Source data
= Beginning of Section =
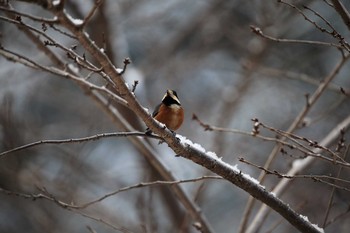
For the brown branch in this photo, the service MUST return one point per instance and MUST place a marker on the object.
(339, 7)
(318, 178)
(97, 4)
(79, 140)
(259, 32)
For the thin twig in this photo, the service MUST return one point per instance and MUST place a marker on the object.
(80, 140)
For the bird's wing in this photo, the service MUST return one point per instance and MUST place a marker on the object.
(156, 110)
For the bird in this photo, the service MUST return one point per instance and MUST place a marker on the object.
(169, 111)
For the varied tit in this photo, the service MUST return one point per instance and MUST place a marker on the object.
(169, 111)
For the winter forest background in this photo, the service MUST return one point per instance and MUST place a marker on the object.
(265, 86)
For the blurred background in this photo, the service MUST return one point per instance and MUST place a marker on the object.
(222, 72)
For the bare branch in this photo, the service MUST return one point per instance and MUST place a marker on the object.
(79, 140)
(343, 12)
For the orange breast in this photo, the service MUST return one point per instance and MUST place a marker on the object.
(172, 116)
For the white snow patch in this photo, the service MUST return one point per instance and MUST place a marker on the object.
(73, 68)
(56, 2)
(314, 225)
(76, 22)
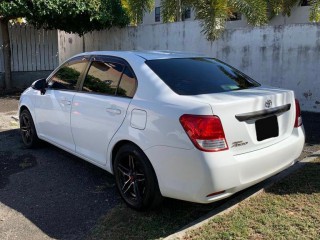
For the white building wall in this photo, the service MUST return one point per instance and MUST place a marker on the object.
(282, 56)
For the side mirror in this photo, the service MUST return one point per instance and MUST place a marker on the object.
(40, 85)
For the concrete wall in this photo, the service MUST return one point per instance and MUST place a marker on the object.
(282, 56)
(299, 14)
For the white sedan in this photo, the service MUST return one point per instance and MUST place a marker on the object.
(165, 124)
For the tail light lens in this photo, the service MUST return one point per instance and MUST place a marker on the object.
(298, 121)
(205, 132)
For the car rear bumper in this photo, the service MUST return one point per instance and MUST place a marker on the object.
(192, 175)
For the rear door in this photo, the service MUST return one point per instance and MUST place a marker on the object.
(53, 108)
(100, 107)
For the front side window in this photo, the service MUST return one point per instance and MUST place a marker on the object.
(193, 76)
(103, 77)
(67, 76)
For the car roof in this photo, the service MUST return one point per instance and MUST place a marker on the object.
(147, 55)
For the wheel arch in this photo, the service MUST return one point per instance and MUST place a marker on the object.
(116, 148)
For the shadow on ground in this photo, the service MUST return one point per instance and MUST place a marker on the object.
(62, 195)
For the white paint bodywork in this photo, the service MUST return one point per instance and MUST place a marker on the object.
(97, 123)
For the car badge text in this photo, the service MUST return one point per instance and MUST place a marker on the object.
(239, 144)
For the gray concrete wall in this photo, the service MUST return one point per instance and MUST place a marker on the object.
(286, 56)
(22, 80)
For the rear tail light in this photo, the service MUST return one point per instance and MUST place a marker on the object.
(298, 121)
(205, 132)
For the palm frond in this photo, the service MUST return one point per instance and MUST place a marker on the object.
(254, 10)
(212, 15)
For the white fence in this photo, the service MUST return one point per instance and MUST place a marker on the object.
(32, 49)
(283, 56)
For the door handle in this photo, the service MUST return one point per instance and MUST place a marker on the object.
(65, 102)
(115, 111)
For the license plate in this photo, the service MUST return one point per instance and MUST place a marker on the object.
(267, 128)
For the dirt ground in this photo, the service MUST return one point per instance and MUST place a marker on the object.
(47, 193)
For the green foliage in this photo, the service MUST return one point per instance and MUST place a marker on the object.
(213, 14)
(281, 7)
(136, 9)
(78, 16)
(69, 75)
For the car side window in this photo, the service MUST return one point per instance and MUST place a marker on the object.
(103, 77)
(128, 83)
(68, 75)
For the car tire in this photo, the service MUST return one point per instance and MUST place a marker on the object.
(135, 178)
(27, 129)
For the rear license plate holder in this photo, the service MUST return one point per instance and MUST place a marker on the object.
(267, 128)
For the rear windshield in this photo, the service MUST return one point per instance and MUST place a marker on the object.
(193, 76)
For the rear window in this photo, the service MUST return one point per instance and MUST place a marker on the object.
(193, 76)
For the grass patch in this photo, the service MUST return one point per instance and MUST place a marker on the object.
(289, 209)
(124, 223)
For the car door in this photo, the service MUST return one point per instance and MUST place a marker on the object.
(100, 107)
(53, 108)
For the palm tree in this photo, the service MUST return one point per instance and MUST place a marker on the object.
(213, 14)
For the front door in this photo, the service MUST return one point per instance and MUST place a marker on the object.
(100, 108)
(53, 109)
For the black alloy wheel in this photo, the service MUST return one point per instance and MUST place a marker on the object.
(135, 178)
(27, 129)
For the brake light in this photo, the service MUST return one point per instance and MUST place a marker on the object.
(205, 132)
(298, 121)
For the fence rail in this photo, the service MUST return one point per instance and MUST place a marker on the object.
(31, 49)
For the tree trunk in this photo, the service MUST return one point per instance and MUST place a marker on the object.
= End of Section =
*Required work*.
The records above are to be quoted exactly, with all pictures left out.

*Answer section*.
For the brown branch in this photo, the service MUST return one point per instance and MUST place a marker on the object.
(339, 7)
(318, 178)
(97, 4)
(79, 140)
(259, 32)
For the thin twig in this photo, the service MUST return one point per instance and MUST place a marker on the object.
(80, 140)
For the bird's wing in this photo, the service MUST return one point per instance and MUST place a marker on the object.
(156, 110)
For the bird in this photo, the service MUST return one point per instance and MUST place a marker on the object.
(169, 111)
For the varied tit in this photo, the service MUST return one point per instance and MUST place a marker on the object.
(169, 111)
For the winter forest background in this photo, the service MUST return one point per instance and MUST place a marker on the object.
(265, 86)
For the blurred background in this photo, the service MUST return one point per instance and MUST place a marker on the object.
(222, 72)
For the bare branch in this photo, the service MUST return one point per instance and MUST place a marker on the object.
(79, 140)
(343, 12)
For the orange breast in this photo, the service MUST return one point per instance and MUST place a marker on the object.
(172, 116)
For the white snow patch in this photo, the service MUST return one point per instance and MUST place a marker on the object.
(73, 68)
(56, 2)
(314, 225)
(76, 22)
For the white building wall in this photo, the service MUST return one point per instance and MUST place a marker on the object.
(282, 56)
For the side mirror in this photo, the service MUST return one point per instance and MUST place a marker on the object.
(40, 85)
For the concrete wall in this photo, the service MUST return one point per instance and MUST place a marker on the object.
(282, 56)
(299, 14)
For the white sedan in this photo, the service MUST return one point per instance and MUST place a marker on the object.
(165, 124)
For the tail light lens in this photo, the service MUST return one point per instance and MUST place a marker on the object.
(298, 121)
(205, 132)
For the car rear bumper in this photo, the service MUST return one point per instance and MUST place a marker on the object.
(192, 175)
For the rear door in this photo, the service MUST return one point per instance and MUST place a marker on the object.
(53, 108)
(100, 107)
For the front side window in this photo, the service MUST return one point per instance and MUST place a marker on the object.
(193, 76)
(103, 77)
(67, 76)
For the car roof in this photo, the service MUST return one point per instance and MUST place a marker on the object.
(147, 55)
For the wheel arch in this photo, the service MUST return one point per instance and MUST place a marker on the object.
(116, 148)
For the shadow on ground in this photo, the service MUST return one point per instance and MUST place a marker on the object.
(62, 195)
For the white paint bodywork in this photo, the service MUST return one point per instance and MUST place a marker on the object.
(97, 123)
For the car badge text in this photo, the service MUST return one point per instance and MUST place a marker on the object.
(239, 144)
For the gray concrete wall in this photo, the service MUST return one point per instance and MUST place a marker on the object.
(286, 56)
(22, 80)
For the rear tail light in this photo, the service MUST return one point per instance and MUST place a marker on the object.
(298, 121)
(205, 132)
For the palm frond in this photo, the service MUST return one point per instance and MUST place a marker on the object.
(254, 10)
(212, 15)
For the white fence in this photo, the service MUST return one point per instance and MUST place a marker on the object.
(32, 49)
(283, 56)
For the door handle in this photo, the service MUST return one point per instance and MUST place a marker on the object.
(65, 102)
(115, 111)
For the license plate in this photo, the service MUST return one point per instance and MUST place a marker on the object.
(267, 128)
For the dirt ground in this photo, the service MUST return one point per instance and MUST place a marker on the object.
(47, 193)
For the green foliage in this photo, the service MUST return one point per instance and MUST place a marker on the object.
(213, 14)
(281, 7)
(136, 9)
(78, 16)
(69, 75)
For the car side window in this photo, the service MUST return one point per instance and MUST place a marker on the object.
(103, 77)
(128, 83)
(68, 75)
For the car tire in this photo, the service MUST return one point per instance and MUST place a marker on the object.
(135, 178)
(27, 129)
For the rear license plate holder in this photo, the service MUST return one point per instance and MUST place a marker on the object.
(267, 128)
For the rear windshield in this photo, the service MUST return one point per instance and MUST place a marker on the object.
(193, 76)
For the rear window in this photo, the service MUST return one point per instance and MUST place a marker on the object.
(193, 76)
For the grass patch in this photo, the service MUST return one point per instance and MUST place a marker on the object.
(289, 209)
(124, 223)
For the car door in this photo, the service MUST return one point per instance and MUST place a marker on the object.
(100, 107)
(53, 108)
For the palm tree in this photo, the service MUST return one point per instance and MUST place a marker on the object.
(213, 14)
For the front door in this photo, the service MUST return one point per instance and MUST place a marker on the object.
(100, 108)
(53, 109)
For the black alloy wheel in this photo, the service MUST return one point per instance and MUST place a marker on the object.
(135, 178)
(27, 129)
For the brake light in this photo, the service MUST return one point per instance and MUST place a marker on the object.
(205, 132)
(298, 121)
For the fence rail in this photo, the service MUST return one point per instance and MUST place a marker on the object.
(31, 49)
For the tree trunk in this photo, the service MUST return one point per instance and MUST place a marker on the object.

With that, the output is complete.